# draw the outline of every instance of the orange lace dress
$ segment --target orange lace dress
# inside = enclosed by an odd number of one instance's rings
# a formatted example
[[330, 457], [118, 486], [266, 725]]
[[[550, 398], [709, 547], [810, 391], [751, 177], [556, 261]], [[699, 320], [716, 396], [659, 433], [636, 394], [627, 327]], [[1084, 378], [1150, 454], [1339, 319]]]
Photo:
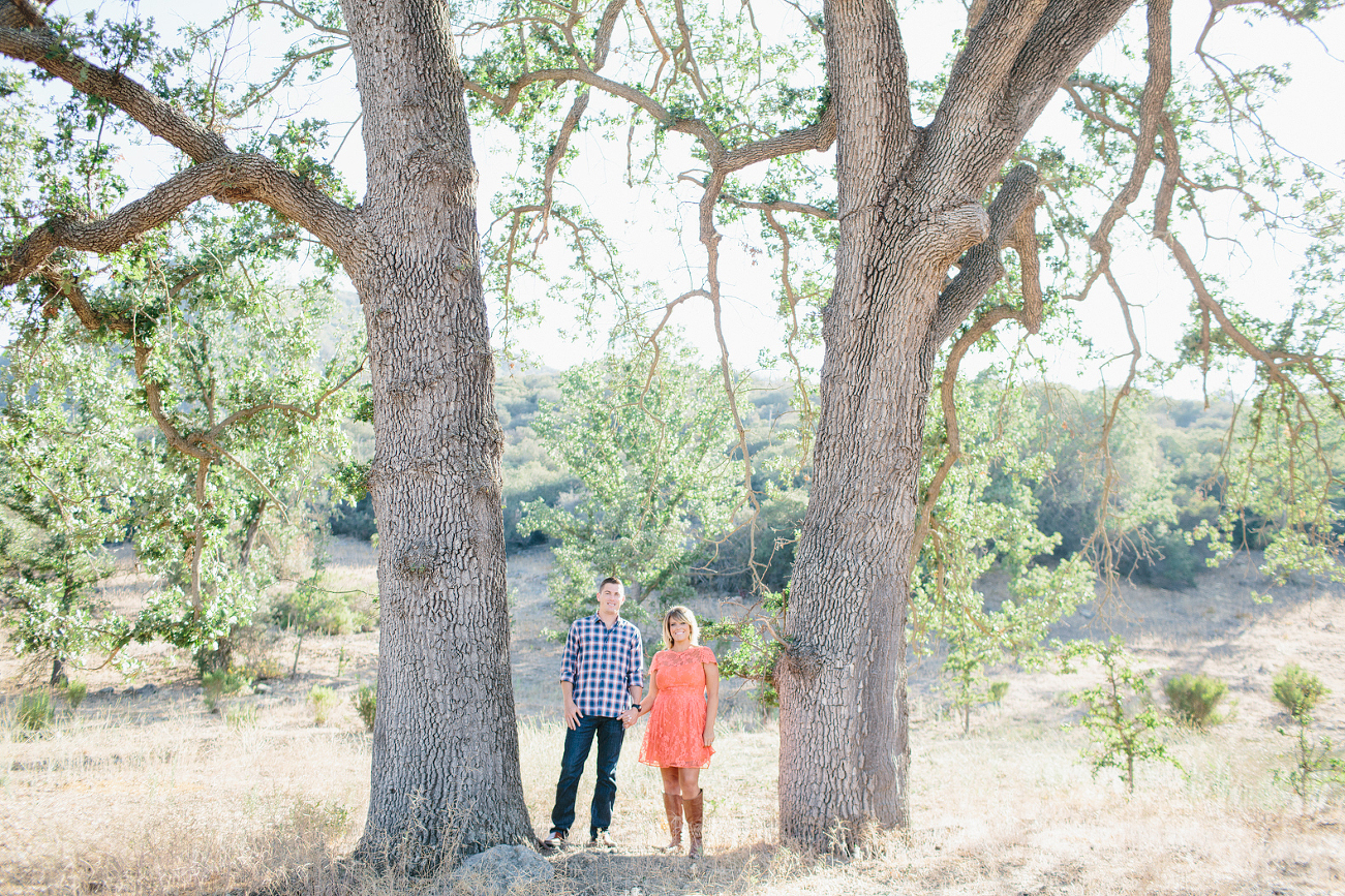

· · · · · · ·

• THE EXERCISE: Output every line of the entries above as a JSON list of strings, one string per line, leaving out blank lines and the pictures.

• RESULT OF THE TASK:
[
  "# draw the outline of every instance of the orange lace dress",
  "$ segment --target orange lace dress",
  "# inside = enclosed by an odd number of one instance's rings",
  "# a formatted example",
  "[[330, 457], [118, 486], [266, 725]]",
  "[[[550, 398], [709, 547], [810, 391], [751, 177], [556, 261]], [[699, 320], [716, 396], [659, 433], [636, 394], [627, 327]], [[1084, 378], [1150, 454], [1339, 319]]]",
  "Photo:"
]